◆ Exercise directions ◆
Transcribe the entries, keeping every character the same.

──────── Materials provided

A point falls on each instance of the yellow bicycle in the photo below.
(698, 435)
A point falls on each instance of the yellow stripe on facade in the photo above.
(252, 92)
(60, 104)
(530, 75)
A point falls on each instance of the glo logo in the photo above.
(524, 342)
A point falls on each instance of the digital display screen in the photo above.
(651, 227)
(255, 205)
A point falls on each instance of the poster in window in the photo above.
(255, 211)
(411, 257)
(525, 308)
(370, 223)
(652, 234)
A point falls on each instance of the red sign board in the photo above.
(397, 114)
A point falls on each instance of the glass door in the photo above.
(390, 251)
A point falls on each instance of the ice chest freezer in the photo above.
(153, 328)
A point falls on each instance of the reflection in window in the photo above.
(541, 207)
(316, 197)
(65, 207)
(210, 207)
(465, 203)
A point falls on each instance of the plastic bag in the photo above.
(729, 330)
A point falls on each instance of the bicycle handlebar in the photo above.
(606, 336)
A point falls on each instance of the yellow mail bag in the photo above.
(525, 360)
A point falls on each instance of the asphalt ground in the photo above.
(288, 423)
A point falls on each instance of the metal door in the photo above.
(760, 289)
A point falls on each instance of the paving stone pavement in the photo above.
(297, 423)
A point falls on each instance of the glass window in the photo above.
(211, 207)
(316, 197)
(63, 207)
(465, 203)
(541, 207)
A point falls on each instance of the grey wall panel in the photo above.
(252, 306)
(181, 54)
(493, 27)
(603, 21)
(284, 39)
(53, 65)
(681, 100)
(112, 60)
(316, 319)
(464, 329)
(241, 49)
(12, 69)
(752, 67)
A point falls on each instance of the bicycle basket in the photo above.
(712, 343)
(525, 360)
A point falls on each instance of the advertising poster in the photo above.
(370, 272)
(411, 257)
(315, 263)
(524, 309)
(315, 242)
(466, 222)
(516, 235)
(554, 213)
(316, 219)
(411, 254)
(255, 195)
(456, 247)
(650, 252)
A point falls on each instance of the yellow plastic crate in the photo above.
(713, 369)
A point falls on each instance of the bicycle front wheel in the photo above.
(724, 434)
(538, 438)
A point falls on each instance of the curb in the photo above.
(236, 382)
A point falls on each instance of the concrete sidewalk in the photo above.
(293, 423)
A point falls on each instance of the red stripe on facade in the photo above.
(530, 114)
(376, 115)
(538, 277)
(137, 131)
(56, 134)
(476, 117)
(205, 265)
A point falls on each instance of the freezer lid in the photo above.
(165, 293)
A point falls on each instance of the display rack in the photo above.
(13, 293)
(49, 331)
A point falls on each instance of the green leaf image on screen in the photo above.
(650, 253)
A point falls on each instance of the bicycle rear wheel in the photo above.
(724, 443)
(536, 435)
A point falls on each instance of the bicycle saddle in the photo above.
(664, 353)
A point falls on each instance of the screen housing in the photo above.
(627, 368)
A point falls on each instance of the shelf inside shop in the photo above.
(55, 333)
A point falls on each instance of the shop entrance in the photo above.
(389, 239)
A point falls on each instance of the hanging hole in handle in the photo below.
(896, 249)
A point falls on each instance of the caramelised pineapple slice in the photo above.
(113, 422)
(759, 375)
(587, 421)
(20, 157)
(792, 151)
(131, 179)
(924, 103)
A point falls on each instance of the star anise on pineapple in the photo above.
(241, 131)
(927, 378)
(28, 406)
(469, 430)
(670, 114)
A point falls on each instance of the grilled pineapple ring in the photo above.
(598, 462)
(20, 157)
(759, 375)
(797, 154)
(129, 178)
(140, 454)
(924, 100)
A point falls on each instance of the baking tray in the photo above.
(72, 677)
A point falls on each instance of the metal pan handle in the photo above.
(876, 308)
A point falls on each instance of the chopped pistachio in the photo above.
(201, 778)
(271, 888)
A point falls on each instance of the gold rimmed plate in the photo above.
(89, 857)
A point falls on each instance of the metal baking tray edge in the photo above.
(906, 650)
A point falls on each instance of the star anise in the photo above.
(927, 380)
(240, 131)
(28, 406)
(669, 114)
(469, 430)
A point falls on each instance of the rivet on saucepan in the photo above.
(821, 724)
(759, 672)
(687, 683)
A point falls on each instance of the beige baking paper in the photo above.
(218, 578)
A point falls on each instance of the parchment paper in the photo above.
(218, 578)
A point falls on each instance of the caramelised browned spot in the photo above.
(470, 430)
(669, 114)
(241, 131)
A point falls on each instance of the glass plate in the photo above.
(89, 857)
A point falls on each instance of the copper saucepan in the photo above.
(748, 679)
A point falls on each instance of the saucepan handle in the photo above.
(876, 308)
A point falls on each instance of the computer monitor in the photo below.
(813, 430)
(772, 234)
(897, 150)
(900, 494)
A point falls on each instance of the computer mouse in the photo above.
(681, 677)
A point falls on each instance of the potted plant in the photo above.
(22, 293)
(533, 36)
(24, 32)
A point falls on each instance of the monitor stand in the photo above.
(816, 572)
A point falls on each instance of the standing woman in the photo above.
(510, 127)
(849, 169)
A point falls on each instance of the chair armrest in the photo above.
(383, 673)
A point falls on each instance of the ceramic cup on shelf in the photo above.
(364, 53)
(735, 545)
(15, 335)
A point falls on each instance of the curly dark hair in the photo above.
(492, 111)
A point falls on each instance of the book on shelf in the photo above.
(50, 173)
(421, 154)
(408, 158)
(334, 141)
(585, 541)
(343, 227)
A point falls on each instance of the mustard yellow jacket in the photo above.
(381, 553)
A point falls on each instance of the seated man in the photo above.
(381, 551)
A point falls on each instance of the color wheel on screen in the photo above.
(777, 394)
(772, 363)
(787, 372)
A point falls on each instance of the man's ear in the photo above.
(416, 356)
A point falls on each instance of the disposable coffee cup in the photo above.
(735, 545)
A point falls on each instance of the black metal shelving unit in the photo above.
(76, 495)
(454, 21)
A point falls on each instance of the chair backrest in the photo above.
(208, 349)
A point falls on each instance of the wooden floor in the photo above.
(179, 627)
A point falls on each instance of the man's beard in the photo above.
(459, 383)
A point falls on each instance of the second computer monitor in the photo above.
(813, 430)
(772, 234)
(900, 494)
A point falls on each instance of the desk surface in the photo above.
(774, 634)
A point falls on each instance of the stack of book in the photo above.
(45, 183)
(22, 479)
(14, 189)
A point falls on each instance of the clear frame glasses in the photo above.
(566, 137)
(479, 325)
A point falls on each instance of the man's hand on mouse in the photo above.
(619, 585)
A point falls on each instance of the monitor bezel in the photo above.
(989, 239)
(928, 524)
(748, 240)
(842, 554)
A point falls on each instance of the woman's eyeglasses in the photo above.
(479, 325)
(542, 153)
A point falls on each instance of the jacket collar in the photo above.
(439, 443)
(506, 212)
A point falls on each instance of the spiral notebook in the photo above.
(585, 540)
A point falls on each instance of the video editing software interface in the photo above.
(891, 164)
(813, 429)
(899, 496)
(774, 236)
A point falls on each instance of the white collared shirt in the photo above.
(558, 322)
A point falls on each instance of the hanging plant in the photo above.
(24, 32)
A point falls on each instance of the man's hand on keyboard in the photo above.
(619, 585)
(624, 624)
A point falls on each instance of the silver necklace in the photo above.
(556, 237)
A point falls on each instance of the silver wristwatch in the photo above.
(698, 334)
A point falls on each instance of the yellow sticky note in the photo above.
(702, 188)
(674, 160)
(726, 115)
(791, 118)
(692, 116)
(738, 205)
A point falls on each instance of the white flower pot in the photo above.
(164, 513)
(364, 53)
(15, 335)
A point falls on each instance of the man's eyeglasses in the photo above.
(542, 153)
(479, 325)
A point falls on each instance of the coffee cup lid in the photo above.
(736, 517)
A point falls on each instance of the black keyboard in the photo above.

────────────────

◆ Task solution ◆
A point falls on each instance of the yellow bicycle in the photo below.
(698, 435)
A point falls on each instance of the yellow stripe on facade in the photo above.
(252, 92)
(60, 104)
(530, 75)
A point falls on each instance of the glo logo in the photo above.
(524, 342)
A point falls on each instance of the digital display screen in the photo above.
(651, 227)
(255, 205)
A point falls on each instance of the poster in window in the photo above.
(255, 211)
(411, 257)
(525, 308)
(370, 223)
(652, 234)
A point falls on each instance of the red sign board in the photo above.
(397, 114)
A point falls on each instance of the glass door in the photo above.
(390, 251)
A point falls on each instance of the ice chest freezer in the photo above.
(153, 328)
A point falls on each instance of the reflection in window in the photo above.
(541, 207)
(316, 197)
(65, 207)
(210, 207)
(465, 203)
A point falls on each instance of the plastic bag in the photo above.
(729, 330)
A point falls on each instance of the bicycle handlebar in the photo above.
(606, 336)
A point falls on each instance of the yellow mail bag in the photo above.
(525, 360)
A point falls on each instance of the asphalt ground in the photo above.
(288, 423)
A point falls on each instance of the metal door in the photo above.
(760, 289)
A point falls on each instance of the paving stone pavement in the photo above.
(297, 423)
A point falls on each instance of the glass window in the photo above.
(211, 207)
(316, 197)
(63, 207)
(465, 203)
(541, 207)
A point falls on each instance of the grey wall panel in the photo above.
(252, 306)
(181, 54)
(493, 27)
(603, 21)
(284, 39)
(53, 65)
(681, 100)
(112, 60)
(316, 319)
(464, 329)
(241, 49)
(12, 69)
(752, 67)
A point falls on each instance of the bicycle basket in the photo above.
(712, 343)
(525, 360)
A point falls on each instance of the advertising poster in the photo above.
(370, 272)
(411, 257)
(315, 263)
(524, 309)
(315, 242)
(466, 222)
(516, 235)
(554, 213)
(316, 219)
(411, 254)
(255, 195)
(456, 247)
(650, 252)
A point falls on each instance of the yellow plastic crate in the photo above.
(713, 369)
A point falls on each instance of the bicycle front wheel in the photo above.
(724, 434)
(538, 438)
A point falls on each instance of the curb in the photo above.
(236, 382)
A point falls on each instance of the concrete sidewalk in the photo above.
(293, 423)
A point falls on each instance of the red stripe on facade in the photo above.
(530, 114)
(376, 115)
(538, 277)
(137, 131)
(56, 134)
(476, 117)
(205, 265)
A point falls on each instance of the freezer lid in the photo above.
(165, 293)
A point falls on each instance of the display rack in the photo above.
(13, 293)
(49, 331)
A point falls on each instance of the green leaf image on screen in the photo above.
(650, 253)
A point falls on each instance of the bicycle rear wheel in the photo above.
(724, 443)
(536, 435)
A point falls on each instance of the bicycle saddle in the photo above.
(664, 353)
A point falls on each instance of the screen housing in the photo above.
(627, 368)
A point falls on each instance of the shelf inside shop in the photo above.
(55, 333)
A point falls on each instance of the shop entrance in the photo above.
(389, 239)
A point falls on each instance of the hanging hole in handle in the photo below.
(896, 249)
A point falls on each instance of the caramelised pineapple slice in the photo above.
(113, 422)
(759, 375)
(587, 421)
(20, 157)
(792, 151)
(131, 179)
(924, 103)
A point falls on each instance of the star anise on pineapple in the photo above.
(241, 131)
(927, 378)
(28, 406)
(469, 430)
(670, 114)
A point falls on each instance of the grilled pineapple ring in the photo above.
(598, 462)
(20, 157)
(759, 375)
(797, 154)
(129, 178)
(140, 454)
(924, 100)
A point falls on each instance of the baking tray in the photo above.
(72, 677)
A point falls on each instance of the metal pan handle in the photo above.
(876, 308)
A point falls on each instance of the chopped pistachio in the photo above.
(201, 778)
(271, 888)
A point falls on each instance of the gold rimmed plate in the photo above.
(89, 857)
A point falls on each instance of the metal baking tray edge in the photo above.
(906, 650)
A point falls on each instance of the star anise in the photo above.
(927, 380)
(240, 131)
(28, 406)
(669, 114)
(469, 430)
A point falls on each instance of the rivet on saucepan in the photo above.
(821, 724)
(759, 672)
(687, 683)
A point falls on each instance of the beige baking paper in the photo above.
(218, 578)
A point falls on each instance of the parchment paper in the photo above.
(218, 578)
A point falls on each instance of the caramelised browned spot in the photo above.
(470, 430)
(669, 114)
(241, 131)
A point falls on each instance of the glass plate in the photo above.
(89, 857)
A point falls on each instance of the copper saucepan in the photo above.
(748, 679)
A point falls on each instance of the saucepan handle in the photo above.
(876, 308)
A point falls on each instance of the computer monitor in the photo below.
(813, 430)
(772, 234)
(897, 150)
(900, 494)
A point falls on each instance of the computer mouse in the photo above.
(681, 677)
A point falls on each instance of the potted plant in the photo above.
(22, 293)
(533, 36)
(24, 32)
A point falls on each instance of the monitor stand in the photo above.
(816, 572)
A point falls on each instance of the standing woman in the photo above.
(510, 127)
(849, 169)
A point falls on each instance of the chair armrest in the photo above.
(383, 673)
A point falls on each instance of the ceramic cup on shelf in the photo above.
(364, 53)
(735, 545)
(15, 335)
A point falls on each instance of the curly dark hair in the photo above.
(492, 111)
A point falls on each instance of the book on shelf in the photo above.
(50, 173)
(421, 154)
(408, 158)
(334, 141)
(585, 541)
(343, 227)
A point falls on each instance of the mustard yellow jacket in the photo above.
(381, 553)
A point falls on each instance of the seated man in the photo above.
(381, 551)
A point falls on each instance of the color wheel on screen in the photo above.
(777, 394)
(772, 363)
(787, 372)
A point falls on each instance of the man's ear in the photo above.
(416, 356)
A point falls on each instance of the disposable coffee cup in the photo above.
(735, 545)
A point falls on each instance of the black metal shelving unit in the photo above.
(76, 495)
(454, 21)
A point falls on each instance of the chair backrest in the photo above.
(208, 349)
A point falls on each instance of the wooden floor in the photo above.
(179, 627)
A point falls on each instance of the man's beard in the photo above.
(459, 383)
A point falls on each instance of the second computer monitor in the photo above.
(813, 430)
(772, 234)
(900, 494)
A point falls on each instance of the desk surface in the photo above.
(774, 634)
A point falls on each instance of the stack of book in the photo above.
(45, 183)
(22, 479)
(14, 189)
A point falls on each instance of the clear frame glasses in the photo above.
(566, 137)
(479, 325)
A point falls on each instance of the man's hand on mouse in the photo above.
(619, 585)
A point falls on each instance of the monitor bezel in the photo above.
(989, 239)
(928, 524)
(748, 240)
(842, 554)
A point falls on each instance of the woman's eyeglasses in the photo above.
(479, 325)
(542, 153)
A point falls on each instance of the jacket collar in the photo above.
(439, 443)
(506, 212)
A point falls on each instance of the spiral notebook in the photo above.
(585, 540)
A point falls on each instance of the video editing software interface in the photo above.
(891, 164)
(813, 429)
(899, 496)
(774, 236)
A point falls on each instance of the white collared shirt in the photo above.
(558, 322)
A point falls on each instance of the hanging plant in the photo above.
(24, 32)
A point falls on each instance of the man's hand on keyboard in the photo above.
(619, 585)
(624, 624)
A point falls on each instance of the silver necklace in the photo above.
(556, 237)
A point falls on each instance of the silver wristwatch in the photo above.
(698, 334)
A point falls on each instance of the yellow sticky note in the photo above.
(702, 188)
(674, 160)
(726, 115)
(791, 118)
(692, 116)
(738, 205)
A point falls on each instance of the white flower pot in the photo above.
(164, 513)
(364, 53)
(15, 335)
A point falls on each instance of the man's eyeglasses in the photo above.
(542, 153)
(479, 325)
A point falls on each instance of the coffee cup lid in the photo above.
(736, 517)
A point falls on each instance of the black keyboard in the photo above.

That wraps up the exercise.